▸ Given text
# I drove a big horse for the first time



## Marsha Cassada (Jun 8, 2010)

My sister got a new horse and asked me to help her when she put him in the cart for the first time. She was using a 2 wheel wooden cart (nice!). The harness she had was for a smaller horse, so didnt' fit exactly right, but was doable. The cart was really suitable for a smaller horse also.

At first I walked beside with the lead rope and she drove. Then we made a few harness adjustments and I asked her to walk beside and see how everything was looking. So she walked and I drove. Oh my! So much different than a little horse!!!




For one thing, the cart seat was lower than his back and I couldn't figure how how to keep the reins up high enough. And, of course, the sense of power and potential was greater.

I did like her harness. It had the rein rings on the neck strap. The cart had footman loops, and we weren't exactly sure if the traces ran through those or not. She thought they did. She liked the overcheck strapping across the nose but I talked her into taking it off--if the loose check flapped against his neck he might not like it, and it really wasn't long enough to attach loosely to the saddle.

Very interesting for me to sit behind a big horse in the cart. I could probably get to like it, but I'm very satisfied with my little ones.


----------



## hobbyhorse23 (Jun 8, 2010)

▸ Task prompt
Write the next part of the forum thread about driving a big horse in a cart, starting after the last line shown.

▸ Extracted information
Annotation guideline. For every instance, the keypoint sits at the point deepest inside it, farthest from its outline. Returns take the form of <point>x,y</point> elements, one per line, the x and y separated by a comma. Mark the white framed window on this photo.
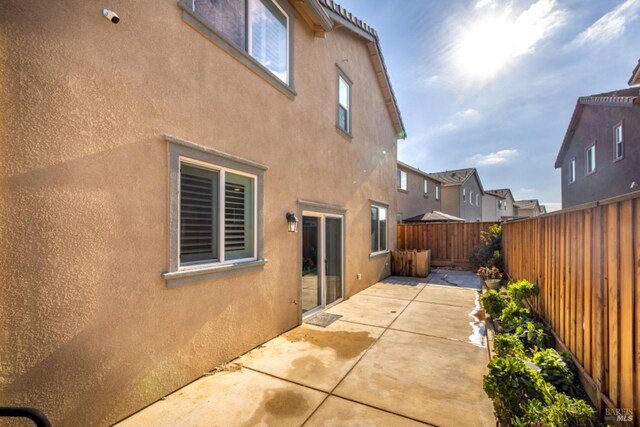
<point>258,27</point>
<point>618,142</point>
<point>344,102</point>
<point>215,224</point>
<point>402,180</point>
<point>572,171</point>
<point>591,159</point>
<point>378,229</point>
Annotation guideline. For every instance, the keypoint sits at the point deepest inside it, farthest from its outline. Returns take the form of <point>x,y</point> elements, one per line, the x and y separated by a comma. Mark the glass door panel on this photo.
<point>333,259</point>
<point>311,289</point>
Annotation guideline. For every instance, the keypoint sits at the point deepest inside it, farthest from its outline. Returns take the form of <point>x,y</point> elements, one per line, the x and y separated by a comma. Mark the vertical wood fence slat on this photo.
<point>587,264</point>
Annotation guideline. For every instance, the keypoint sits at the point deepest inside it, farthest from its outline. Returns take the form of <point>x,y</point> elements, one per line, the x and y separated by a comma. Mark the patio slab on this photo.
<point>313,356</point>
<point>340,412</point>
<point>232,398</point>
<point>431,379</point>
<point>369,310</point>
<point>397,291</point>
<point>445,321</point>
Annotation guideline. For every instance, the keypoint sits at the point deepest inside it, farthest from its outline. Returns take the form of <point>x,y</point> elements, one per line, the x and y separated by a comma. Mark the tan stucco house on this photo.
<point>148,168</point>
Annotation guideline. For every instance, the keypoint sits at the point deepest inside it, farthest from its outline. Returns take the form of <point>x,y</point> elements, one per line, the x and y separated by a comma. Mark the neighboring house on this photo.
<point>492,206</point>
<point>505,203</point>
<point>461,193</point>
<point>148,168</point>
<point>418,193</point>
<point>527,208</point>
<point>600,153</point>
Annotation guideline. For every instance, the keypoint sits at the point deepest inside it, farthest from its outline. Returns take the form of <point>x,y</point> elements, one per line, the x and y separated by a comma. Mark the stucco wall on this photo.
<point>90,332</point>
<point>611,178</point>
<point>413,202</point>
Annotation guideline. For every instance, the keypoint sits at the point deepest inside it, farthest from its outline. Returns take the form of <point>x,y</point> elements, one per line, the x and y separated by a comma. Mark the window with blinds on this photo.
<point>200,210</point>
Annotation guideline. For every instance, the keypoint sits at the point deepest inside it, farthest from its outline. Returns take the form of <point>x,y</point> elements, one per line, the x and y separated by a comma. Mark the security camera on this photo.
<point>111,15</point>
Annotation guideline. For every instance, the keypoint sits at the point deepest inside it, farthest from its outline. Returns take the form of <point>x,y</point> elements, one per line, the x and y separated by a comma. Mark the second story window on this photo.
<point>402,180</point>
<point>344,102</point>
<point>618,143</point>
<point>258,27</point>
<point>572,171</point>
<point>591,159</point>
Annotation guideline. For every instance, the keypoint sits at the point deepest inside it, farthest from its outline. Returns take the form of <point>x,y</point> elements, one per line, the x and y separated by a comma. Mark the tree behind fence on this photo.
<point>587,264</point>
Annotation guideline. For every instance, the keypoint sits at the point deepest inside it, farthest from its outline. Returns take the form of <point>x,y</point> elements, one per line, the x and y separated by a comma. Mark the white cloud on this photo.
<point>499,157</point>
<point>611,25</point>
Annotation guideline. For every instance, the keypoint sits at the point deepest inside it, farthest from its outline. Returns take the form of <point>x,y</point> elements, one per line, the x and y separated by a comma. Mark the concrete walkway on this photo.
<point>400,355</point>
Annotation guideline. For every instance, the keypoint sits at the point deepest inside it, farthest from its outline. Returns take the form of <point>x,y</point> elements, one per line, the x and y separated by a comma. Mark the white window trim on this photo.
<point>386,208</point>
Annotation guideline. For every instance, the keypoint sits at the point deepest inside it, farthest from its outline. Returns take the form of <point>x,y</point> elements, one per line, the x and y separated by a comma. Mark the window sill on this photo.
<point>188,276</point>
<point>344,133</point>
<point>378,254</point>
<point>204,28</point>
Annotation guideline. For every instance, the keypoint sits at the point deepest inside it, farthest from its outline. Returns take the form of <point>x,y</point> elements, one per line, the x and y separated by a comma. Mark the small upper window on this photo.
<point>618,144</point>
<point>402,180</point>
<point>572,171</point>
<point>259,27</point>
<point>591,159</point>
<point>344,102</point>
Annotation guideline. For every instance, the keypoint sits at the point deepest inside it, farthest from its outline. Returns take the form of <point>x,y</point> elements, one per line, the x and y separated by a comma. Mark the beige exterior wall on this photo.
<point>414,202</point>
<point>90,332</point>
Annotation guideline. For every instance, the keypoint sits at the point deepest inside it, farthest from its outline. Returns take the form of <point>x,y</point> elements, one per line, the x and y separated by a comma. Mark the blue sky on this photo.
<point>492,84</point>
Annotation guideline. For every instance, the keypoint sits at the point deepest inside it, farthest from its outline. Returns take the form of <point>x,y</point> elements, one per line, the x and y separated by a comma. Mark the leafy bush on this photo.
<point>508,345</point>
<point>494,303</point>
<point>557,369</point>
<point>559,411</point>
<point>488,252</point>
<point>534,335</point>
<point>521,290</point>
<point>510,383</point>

▸ Result for this exercise
Congratulations! Driving big horses is definitely different. I started my driving career with my Arab when I was in my mid-teens and that ended badly when he had a flashback to a previous cart accident we didn't know about and took off the first time we drove at a show arena. (Thankfully we were only using the arena and there was no one else there.) Neither he nor I was comfortable around carts for many years after that but Kody got me used to it again in a way that felt safe and eventually worked me up to handling his good-natured rearing, bucking and occasional bolting without my gut clenching up in fear. It took me longer to be able to handle a big horse reacting similarly to how the Arab had done right before he bolted but I got there and since then have driven a Fjord, a Welsh, a pair of Hackney cross ponies, a pair of Friesians (talk about steering a bus!



) and of course quite a few minis in single, pair and tandem. The smaller minis really do feel underpowered after driving a larger horse (at least mine does) but the equipment is so much easier to handle it isn't even funny and they often make up for their size with their sheer enthusiasm for the work. I think my compromise would be a nice sturdy Welsh or something of a similar size- big enough to not blink at passengers and hills and deep footing but small enough I can still drop the harness easily over his back. Actually I found my ideal horse just a couple of days ago- a Welsh/Andalusian cross!



They're calling it an "Iberian Pony" and it looks perfect for carriage driving.







Marsha Cassada said:


> The cart had footman loops, and we weren't exactly sure if the traces ran through those or not. She thought they did.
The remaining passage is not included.